== Required work ==
Pick up the account of the botanic garden at Würzburg after its last sentence and keep writing it.
>> Start Text section
Vignette at Würzburg
Among the top rank of botanic gardens are gardens whose name ends with "burgh" or suchlike: Edinburgh, Gothenburg, Nymphenberg. The botanic garden at the University of Würzburg is the epitome of all I love and admire in the profession I've been so lucky to pursue. My visit there was half agony, but mostly ecstasy...Why do you ask?
Alpine House at Wurzburg
Wurzburg has lots of alpine houses, and they are unbelievable. Give 'em a big gold star for this, friends!
Würzburg has many magnificent troughs and raised beds. Another gold star for Würzburg.
A spectacular crevice garden alongside one of the alpine houses, with daphnes galore. We have quite a few crevice gardens that popped up in recent years in the Rock Alpine Garden, and also in the Mordecai Childrens' Garden--and we have lots of daphnes all over the place. Gold stars for both of us!
Asphodeline taurica and Aubrieta draped wall
Enough humor: let's get to the gusto! There are two features at the botanic garden at Würzburg that are utterly unique. They constitute a sort of permanent spectacle, the horticultural equivalent of our Blossoms of Light, say, or Concert Series (ie.: something ostentatious and wonderful that everyone enjoys) and both are pictured in this obliquely. The white spikes in the foreground are emerging from one of these--which I shall get to in a bit. But if you gaze beyond the asphodel you will see an enormous wall--like that of Troy or the Acropolis--a fortress of flowers!
Aubrieta on the wall
Here is a closeup of the "Wonderful wall of Würzburg," draped with rock cress in spring and summer. Wall gardens are wonderful--Bodnant in Wales has a good one. But nothing I have seen can begin to compare with this breathtaking and very long symphony of rock and plant. It winds and twists, and large areas are filled with rare treasures. It is one of the most imaginitive and beautiful features I have ever seen, and it took my breath away! Würzburg gets more gold stars.
Here is the kicker: how does one capture a garden acres in extent, perched on a hilltop that gazes over the vast expanse of Franconia? No one prepared me for the "Mediterranean" garden at Würzburg. It does have plants from countries bordering the Mediterranean--but most are really from high mountains there, especially Turkey. These are steppe plants by and large. And the garden is nothing more and mothing less than a spectacular encapsulation of the world's steppes! It has vast vistas, and sweeps of plants growing in vast drifts of thousands, and everything is growing perfectly, not a weed to be seen. It was in wonderful bloom in early May, but I could tell there would be flowers in summer as well, and fall. I could have spent days photographing, studying and just reveling in this simply perfect garden.
>> End Text section
>> Start Provided records
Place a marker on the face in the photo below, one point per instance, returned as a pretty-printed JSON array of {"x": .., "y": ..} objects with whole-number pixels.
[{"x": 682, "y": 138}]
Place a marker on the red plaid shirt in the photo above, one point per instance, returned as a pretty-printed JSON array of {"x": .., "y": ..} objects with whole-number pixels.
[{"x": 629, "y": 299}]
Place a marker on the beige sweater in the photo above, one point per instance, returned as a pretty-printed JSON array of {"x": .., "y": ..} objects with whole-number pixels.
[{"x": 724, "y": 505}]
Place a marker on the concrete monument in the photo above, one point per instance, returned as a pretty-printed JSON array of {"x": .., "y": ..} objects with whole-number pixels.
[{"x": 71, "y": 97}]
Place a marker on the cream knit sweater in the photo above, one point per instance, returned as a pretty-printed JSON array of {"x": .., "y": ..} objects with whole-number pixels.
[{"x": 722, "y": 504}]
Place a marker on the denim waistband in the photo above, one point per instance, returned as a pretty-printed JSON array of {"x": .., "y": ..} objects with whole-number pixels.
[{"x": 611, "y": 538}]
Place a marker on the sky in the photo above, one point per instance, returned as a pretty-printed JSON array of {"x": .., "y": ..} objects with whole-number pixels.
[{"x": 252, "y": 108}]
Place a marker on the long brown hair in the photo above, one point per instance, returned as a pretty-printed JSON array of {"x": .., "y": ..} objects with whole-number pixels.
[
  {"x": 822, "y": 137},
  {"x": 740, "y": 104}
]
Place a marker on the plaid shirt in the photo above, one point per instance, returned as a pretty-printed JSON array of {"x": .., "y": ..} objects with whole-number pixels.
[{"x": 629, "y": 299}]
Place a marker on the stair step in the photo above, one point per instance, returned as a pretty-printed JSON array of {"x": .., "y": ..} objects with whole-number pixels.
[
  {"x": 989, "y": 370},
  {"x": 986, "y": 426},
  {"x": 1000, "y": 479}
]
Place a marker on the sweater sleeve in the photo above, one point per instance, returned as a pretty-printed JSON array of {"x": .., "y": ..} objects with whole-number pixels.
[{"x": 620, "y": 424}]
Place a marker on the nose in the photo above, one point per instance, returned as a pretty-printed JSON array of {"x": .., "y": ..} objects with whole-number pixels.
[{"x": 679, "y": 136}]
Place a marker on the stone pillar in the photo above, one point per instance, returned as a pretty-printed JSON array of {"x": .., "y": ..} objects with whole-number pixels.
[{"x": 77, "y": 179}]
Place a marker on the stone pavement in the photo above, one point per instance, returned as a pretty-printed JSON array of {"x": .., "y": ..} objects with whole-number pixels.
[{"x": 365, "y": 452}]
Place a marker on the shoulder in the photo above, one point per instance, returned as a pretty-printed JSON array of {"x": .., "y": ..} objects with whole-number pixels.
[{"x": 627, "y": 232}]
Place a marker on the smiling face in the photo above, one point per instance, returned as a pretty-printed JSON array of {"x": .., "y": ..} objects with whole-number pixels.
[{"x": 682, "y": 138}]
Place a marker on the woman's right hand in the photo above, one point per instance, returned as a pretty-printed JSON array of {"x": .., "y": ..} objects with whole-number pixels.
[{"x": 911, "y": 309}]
>> End Provided records
== Response ==
One of innumerable vignettes throughout Würzburg's incomparable steppe: notice the herd of vegetable sheep mid-picture. These are just one of many colonies of Acantholimon, a genus in the Plumbaginaceae which I never dreamed would tolerate the rainfall of central Europe. We have dozens of acantholimons at Denver Botanic Gardens. They love it here. Somehow the staff at Würzburg have figured out the culture so they not only grow them, but grow them to enormous sizes--some of these were a meter across. We get some gold stars, but they get more stars for the cultural achievement of the thousands of steppe gems they grow here to perfection.
The giant steppe berm
Another view of the steppe berm. This garden is so vast you can only glimpse it in pieces--pictures are hopelessly inadequate. There is so much else at Würzburg I can't begin to even begin to describe. The football field-sized area with prairies, rock gardens showing various aspects of North American flora--desert, alpine.There are woodlands full of trilliums and Asian gems. And greenhouses galore, which I didn't even visit (not enough time, too much steppe to see!). There are areas with vegetables, orchards, and fascinating demonstrations about horticultural history and techniques. But this is a mere blog--not an encyclopedia. Besides which--Würzburg must be seen to be believed. So I must end...one last vignette.
High in the mountains of southern Spain and Morrocco there grows a purple flowered legume resembling a broom that is one of the treasures of dry gardens. We have struggled to grow this and have a few plants here and there at Denver Botanic Gardens and in a few private gardens in Denver to show for it. At Würzburg, this covers a vast swath of the steppe--and was in full bloom for our visit last spring. I was dazzled.
The great botanic gardens of Central Europe and Scandinavia have much to teach us. Germany alone is half the size of Texas and has over 100 full scale, ambitious research oriented botanic gardens. I will be giving a lecture for our education department at Cherokee Ranch. Sign up and you can see more of Würzburg and another dozen European botanic garden gems. Hope to see you there!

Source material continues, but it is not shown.